Challenge. Nothing but the lines from the one containing "Shelf audit: locate every instance of the river rock" through the last line should be written out, please, exactly as they stand.
--- START Material shown ---
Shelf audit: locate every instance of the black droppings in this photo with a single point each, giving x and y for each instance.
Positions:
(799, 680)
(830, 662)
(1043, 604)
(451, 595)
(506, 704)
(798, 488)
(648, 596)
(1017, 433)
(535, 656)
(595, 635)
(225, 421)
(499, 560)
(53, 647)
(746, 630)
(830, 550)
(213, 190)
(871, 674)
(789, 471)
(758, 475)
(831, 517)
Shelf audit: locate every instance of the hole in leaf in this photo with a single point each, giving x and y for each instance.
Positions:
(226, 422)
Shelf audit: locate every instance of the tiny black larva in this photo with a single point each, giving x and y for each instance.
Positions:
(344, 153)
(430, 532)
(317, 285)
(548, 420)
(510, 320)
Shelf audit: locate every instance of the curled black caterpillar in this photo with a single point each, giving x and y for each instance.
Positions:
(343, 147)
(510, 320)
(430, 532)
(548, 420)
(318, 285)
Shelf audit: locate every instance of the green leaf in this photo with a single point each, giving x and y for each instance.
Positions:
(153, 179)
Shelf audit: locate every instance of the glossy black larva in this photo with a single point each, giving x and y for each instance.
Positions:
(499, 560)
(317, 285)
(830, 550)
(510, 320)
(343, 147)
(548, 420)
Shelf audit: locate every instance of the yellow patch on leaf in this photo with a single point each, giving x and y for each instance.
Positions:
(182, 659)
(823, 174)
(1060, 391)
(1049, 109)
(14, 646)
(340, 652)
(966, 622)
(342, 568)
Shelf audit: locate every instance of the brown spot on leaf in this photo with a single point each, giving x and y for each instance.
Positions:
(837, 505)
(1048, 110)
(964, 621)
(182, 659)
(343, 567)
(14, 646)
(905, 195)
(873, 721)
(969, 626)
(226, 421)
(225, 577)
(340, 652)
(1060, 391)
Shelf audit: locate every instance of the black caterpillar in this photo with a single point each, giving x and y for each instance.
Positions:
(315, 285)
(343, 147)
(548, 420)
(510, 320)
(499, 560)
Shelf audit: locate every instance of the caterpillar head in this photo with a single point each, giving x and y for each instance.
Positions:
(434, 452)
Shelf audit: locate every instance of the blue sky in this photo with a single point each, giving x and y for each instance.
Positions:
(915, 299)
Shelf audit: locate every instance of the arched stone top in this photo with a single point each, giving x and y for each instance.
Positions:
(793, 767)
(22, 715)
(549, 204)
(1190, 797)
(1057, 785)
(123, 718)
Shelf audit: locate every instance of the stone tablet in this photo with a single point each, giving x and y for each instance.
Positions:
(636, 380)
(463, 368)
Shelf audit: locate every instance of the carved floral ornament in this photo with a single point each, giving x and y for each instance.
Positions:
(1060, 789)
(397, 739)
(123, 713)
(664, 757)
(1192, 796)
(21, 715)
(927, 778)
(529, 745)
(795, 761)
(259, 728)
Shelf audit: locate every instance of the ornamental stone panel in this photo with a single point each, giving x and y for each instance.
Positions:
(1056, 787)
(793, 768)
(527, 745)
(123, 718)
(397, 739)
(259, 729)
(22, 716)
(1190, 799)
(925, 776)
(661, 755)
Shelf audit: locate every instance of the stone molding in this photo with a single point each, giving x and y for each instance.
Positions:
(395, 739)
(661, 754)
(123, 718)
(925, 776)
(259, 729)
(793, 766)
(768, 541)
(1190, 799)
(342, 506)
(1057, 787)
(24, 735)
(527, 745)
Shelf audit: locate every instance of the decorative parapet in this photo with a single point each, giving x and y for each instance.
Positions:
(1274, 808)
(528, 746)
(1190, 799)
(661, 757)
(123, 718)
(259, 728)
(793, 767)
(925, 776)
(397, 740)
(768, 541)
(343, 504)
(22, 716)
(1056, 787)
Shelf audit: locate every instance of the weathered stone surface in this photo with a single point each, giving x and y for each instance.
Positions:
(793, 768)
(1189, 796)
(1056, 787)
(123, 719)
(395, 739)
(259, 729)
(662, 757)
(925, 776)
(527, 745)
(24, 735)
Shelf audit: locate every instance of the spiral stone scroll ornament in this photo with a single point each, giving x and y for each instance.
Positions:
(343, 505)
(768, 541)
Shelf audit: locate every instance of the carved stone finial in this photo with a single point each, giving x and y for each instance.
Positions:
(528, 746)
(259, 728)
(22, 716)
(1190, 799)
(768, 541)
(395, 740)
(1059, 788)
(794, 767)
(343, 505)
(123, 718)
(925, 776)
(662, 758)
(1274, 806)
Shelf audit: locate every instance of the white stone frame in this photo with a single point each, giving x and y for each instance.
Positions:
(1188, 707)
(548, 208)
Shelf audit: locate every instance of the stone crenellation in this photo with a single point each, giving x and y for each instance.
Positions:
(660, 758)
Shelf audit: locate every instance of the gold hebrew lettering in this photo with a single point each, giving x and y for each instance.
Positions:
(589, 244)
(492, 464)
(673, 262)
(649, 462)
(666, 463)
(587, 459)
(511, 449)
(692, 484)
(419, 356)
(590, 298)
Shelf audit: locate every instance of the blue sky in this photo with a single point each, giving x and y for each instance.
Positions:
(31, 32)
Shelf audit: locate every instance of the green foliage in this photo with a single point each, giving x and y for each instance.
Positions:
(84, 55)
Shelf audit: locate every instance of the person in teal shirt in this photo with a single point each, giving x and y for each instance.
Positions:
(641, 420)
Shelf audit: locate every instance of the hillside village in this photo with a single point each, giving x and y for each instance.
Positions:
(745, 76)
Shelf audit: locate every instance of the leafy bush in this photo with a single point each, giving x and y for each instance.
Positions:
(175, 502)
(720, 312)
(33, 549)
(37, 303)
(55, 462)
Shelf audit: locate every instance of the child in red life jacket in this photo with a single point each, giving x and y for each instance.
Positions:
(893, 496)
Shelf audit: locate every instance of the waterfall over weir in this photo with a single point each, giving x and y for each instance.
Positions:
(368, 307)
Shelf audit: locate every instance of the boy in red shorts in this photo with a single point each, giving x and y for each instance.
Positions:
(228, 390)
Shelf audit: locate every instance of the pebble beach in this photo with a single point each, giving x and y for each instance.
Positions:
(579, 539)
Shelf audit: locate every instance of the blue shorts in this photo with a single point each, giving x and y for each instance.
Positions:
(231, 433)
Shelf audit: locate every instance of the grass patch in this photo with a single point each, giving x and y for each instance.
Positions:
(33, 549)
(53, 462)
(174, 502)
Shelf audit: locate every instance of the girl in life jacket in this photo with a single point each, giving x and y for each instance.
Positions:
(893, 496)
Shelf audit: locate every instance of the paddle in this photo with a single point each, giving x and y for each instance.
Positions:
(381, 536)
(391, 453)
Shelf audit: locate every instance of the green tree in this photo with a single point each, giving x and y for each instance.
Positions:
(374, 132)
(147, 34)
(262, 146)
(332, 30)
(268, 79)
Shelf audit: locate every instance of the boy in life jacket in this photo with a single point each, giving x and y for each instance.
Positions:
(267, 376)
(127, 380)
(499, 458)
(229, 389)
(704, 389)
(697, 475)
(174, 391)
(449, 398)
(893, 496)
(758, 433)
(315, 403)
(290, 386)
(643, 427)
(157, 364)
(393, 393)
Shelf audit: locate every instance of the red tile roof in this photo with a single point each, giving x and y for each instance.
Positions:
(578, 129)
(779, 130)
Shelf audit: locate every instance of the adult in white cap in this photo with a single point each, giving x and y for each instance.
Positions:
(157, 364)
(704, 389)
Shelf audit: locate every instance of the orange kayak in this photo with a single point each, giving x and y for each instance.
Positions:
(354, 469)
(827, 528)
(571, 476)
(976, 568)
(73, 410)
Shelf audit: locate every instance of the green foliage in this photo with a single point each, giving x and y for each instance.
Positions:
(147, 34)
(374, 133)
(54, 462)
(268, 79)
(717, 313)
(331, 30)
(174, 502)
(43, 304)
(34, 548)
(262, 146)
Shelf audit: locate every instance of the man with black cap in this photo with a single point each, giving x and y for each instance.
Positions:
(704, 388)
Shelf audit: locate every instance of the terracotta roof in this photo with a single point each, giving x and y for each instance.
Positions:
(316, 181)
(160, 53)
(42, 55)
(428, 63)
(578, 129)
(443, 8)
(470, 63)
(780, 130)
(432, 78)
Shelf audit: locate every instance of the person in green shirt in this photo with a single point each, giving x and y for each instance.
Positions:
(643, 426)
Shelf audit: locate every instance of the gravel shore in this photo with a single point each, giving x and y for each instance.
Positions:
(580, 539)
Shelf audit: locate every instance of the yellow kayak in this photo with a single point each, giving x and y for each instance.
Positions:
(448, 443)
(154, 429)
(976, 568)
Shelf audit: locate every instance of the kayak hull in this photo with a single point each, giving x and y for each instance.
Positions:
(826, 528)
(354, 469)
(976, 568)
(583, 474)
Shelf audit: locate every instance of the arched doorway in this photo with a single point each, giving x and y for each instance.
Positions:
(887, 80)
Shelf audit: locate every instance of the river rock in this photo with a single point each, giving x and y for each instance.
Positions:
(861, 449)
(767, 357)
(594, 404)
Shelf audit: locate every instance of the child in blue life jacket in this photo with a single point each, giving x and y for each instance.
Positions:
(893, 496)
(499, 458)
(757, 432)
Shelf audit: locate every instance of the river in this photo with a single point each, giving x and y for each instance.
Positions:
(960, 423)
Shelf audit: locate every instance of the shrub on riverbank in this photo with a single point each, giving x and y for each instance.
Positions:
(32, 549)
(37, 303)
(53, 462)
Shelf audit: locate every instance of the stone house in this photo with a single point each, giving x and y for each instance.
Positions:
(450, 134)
--- END Material shown ---
Solution to this task.
Shelf audit: locate every instance of the river rock in this photo with a single point each, giving x and y for each instance.
Positions:
(861, 449)
(767, 357)
(594, 404)
Shelf audit: locate every instance of the child in blue life jacket in this photo with a single point each, giving x and y for each instance.
Positions:
(893, 496)
(499, 458)
(757, 432)
Shelf audit: locate every instance of the river in this photo with a single point each, giving x and y for each instance.
Positions:
(960, 423)
Shelf audit: locate every instance of the shrub on riverbank in this photo with a single point each, giving x and y for each instance.
Positions:
(32, 549)
(37, 303)
(53, 462)
Shelf audit: locate every instance of the stone house in this photo with a single point each, giving x and y for each instance.
Positions:
(450, 134)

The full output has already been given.